Directions: In your answer, transcribe all of the data exactly.

Data extract:

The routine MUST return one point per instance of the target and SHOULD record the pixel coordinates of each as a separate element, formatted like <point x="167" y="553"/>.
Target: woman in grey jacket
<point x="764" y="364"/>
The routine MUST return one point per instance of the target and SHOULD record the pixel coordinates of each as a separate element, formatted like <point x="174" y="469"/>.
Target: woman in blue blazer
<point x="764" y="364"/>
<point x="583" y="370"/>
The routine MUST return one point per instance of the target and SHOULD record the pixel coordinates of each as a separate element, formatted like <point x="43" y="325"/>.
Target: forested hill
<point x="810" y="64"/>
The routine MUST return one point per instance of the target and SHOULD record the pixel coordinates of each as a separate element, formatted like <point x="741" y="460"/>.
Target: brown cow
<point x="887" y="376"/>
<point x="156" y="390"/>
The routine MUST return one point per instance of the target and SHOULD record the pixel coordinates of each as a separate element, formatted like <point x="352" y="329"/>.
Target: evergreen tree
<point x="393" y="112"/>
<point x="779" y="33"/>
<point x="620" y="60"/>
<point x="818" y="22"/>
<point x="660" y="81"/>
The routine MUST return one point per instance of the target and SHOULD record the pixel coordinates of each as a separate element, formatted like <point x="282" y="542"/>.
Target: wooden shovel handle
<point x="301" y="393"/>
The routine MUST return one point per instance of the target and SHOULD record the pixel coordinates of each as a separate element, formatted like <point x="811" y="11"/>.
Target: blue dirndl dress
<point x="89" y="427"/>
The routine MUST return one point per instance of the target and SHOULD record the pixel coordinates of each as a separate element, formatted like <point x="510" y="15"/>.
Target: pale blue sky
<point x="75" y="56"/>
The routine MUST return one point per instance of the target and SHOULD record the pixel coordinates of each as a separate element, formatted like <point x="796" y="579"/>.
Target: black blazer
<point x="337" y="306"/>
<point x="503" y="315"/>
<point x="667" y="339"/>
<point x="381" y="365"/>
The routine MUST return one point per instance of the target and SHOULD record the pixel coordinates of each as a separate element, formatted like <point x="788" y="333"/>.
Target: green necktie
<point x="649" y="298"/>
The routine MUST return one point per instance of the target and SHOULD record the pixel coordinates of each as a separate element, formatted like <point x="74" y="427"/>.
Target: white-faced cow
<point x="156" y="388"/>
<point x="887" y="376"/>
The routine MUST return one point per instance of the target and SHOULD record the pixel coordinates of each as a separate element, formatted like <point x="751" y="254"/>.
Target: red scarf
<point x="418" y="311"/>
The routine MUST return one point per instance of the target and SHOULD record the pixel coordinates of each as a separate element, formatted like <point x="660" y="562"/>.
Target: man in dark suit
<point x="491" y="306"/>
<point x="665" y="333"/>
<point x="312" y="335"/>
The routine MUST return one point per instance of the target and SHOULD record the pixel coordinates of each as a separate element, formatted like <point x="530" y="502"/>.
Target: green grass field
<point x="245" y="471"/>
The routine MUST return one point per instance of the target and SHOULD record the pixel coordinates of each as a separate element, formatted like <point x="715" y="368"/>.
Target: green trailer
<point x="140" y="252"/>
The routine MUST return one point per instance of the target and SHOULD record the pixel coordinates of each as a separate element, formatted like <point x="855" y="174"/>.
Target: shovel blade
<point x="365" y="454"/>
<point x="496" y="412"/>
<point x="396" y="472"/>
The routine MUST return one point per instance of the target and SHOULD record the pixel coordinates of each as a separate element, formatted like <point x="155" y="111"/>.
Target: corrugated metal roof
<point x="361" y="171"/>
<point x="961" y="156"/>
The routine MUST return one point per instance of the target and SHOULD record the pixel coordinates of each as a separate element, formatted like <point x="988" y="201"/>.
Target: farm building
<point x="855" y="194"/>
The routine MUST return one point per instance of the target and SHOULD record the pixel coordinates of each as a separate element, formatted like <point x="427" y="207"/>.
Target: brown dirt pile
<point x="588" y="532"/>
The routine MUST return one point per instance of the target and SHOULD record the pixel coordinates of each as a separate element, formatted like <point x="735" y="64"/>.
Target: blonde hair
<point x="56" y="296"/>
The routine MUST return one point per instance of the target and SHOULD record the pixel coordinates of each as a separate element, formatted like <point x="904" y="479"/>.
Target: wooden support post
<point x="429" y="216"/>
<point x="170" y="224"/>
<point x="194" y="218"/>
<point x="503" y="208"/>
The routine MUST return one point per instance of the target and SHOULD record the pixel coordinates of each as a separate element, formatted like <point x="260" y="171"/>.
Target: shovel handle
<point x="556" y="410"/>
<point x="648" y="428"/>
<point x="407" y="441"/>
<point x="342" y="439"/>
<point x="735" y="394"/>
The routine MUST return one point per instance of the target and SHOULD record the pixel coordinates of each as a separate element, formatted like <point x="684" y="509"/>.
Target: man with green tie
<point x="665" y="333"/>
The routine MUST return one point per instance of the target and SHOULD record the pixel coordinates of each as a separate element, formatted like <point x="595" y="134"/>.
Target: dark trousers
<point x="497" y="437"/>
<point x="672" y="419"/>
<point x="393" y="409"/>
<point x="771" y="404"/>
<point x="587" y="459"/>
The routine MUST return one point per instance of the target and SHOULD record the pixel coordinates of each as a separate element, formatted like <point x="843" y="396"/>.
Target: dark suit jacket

Written answer:
The routine MUST return one point per instance of the target and SHOULD record the pixel coordinates of each as a separate element, formatted like <point x="167" y="553"/>.
Target: woman in grey jacket
<point x="764" y="364"/>
The routine MUST return one point per instance of the target and SHOULD record the pixel coordinates of each as a separate element, formatted like <point x="174" y="469"/>.
Target: woman in blue blazer
<point x="764" y="364"/>
<point x="583" y="370"/>
The routine MUST return one point per instance of the target and SHOULD record the pixel coordinates of each as a separate element, formatted like <point x="43" y="325"/>.
Target: forested hill
<point x="810" y="64"/>
The routine MUST return one point per instance of the target and SHOULD record the pixel coordinates of each as a separate element, formatted like <point x="741" y="460"/>.
Target: brown cow
<point x="887" y="376"/>
<point x="156" y="390"/>
The routine MUST return one point per instance of the target and SHOULD record the pixel coordinates of each as a separate element, formatted like <point x="352" y="329"/>.
Target: evergreen tree
<point x="393" y="112"/>
<point x="779" y="33"/>
<point x="620" y="60"/>
<point x="818" y="22"/>
<point x="660" y="81"/>
The routine MUST return one point per instance of the target and SHOULD record the pixel coordinates of each as a separate element, formatted like <point x="282" y="542"/>.
Target: wooden shovel handle
<point x="301" y="393"/>
The routine MUST return one point per instance of the target and SHOULD record the pixel coordinates of each as a separate element, formatted like <point x="811" y="11"/>.
Target: blue dirndl dress
<point x="89" y="427"/>
The routine MUST return one point per instance of the target and SHOULD record the pixel coordinates of each as a separate element, formatted like <point x="510" y="15"/>.
Target: pale blue sky
<point x="75" y="56"/>
The routine MUST return one point per instance of the target and SHOULD record the pixel coordinates of each as a separate element, formatted like <point x="796" y="579"/>.
Target: black blazer
<point x="337" y="306"/>
<point x="503" y="315"/>
<point x="667" y="339"/>
<point x="381" y="365"/>
The routine MUST return one point per instance of the target and SHOULD record the pixel coordinates of each as a separate element, formatted like <point x="788" y="333"/>.
Target: green necktie
<point x="649" y="298"/>
The routine MUST return one point per instance of the target and SHOULD record the pixel coordinates of each as a separate element, formatted like <point x="74" y="427"/>.
Target: white-faced cow
<point x="156" y="388"/>
<point x="887" y="376"/>
The routine MUST return one point per instance of the target and SHOULD record the pixel coordinates of each as a separate element, formatted like <point x="751" y="254"/>.
Target: red scarf
<point x="418" y="311"/>
The routine MUST return one point per instance of the target and SHOULD record the pixel coordinates of each as a separate element, formatted like <point x="660" y="562"/>.
Target: man in dark suit
<point x="491" y="306"/>
<point x="665" y="333"/>
<point x="312" y="335"/>
The routine MUST return one point per instance of the target and SHOULD record the pixel coordinates of each as a separate element, formatted like <point x="530" y="502"/>.
Target: green grass field
<point x="245" y="471"/>
The routine MUST return one point per instance of the target and SHOULD record the pixel coordinates of each as a separate element, formatted like <point x="715" y="368"/>.
Target: green trailer
<point x="140" y="252"/>
The routine MUST return one point per instance of the target and SHOULD record the pixel coordinates of each as a separate element, formatted like <point x="855" y="174"/>.
Target: shovel blade
<point x="365" y="454"/>
<point x="496" y="412"/>
<point x="396" y="472"/>
The routine MUST return one point per instance of the target and SHOULD record the pixel coordinates of each as a separate element, formatted like <point x="155" y="111"/>.
Target: corrugated metal roof
<point x="361" y="171"/>
<point x="961" y="156"/>
The routine MUST return one point per instance of the target and SHOULD record the pixel coordinates of each as a separate element, formatted like <point x="988" y="201"/>.
Target: farm building
<point x="855" y="194"/>
The routine MUST return one point per instance of the target and SHOULD record the pixel coordinates of each as a separate element, formatted like <point x="427" y="207"/>.
Target: brown dirt pile
<point x="588" y="532"/>
The routine MUST return one point per instance of the target and SHOULD record the pixel coordinates of each as a separate element, formatted like <point x="735" y="64"/>.
Target: blonde hair
<point x="56" y="296"/>
The routine MUST return one point per instance of the target and SHOULD record the pixel coordinates of each as a separate element, formatted like <point x="904" y="479"/>.
Target: wooden support post
<point x="429" y="216"/>
<point x="170" y="224"/>
<point x="194" y="218"/>
<point x="503" y="208"/>
The routine MUST return one point per instance of the target and SHOULD record the pixel coordinates of each as a separate element, formatted like <point x="260" y="171"/>.
Target: shovel handle
<point x="556" y="410"/>
<point x="648" y="428"/>
<point x="407" y="441"/>
<point x="342" y="439"/>
<point x="735" y="394"/>
The routine MUST return one point per instance of the target and SHOULD record the pixel coordinates of each as a separate element, formatted like <point x="684" y="509"/>.
Target: man with green tie
<point x="665" y="333"/>
The routine MUST return one point per instance of the target and SHOULD record the pixel coordinates of each as a separate element, formatted like <point x="595" y="134"/>.
Target: dark trousers
<point x="497" y="437"/>
<point x="672" y="419"/>
<point x="393" y="409"/>
<point x="771" y="404"/>
<point x="587" y="459"/>
The routine MUST return one point per instance of the target and SHOULD record the pixel coordinates of each as a separate element, formatted like <point x="843" y="396"/>.
Target: dark suit jacket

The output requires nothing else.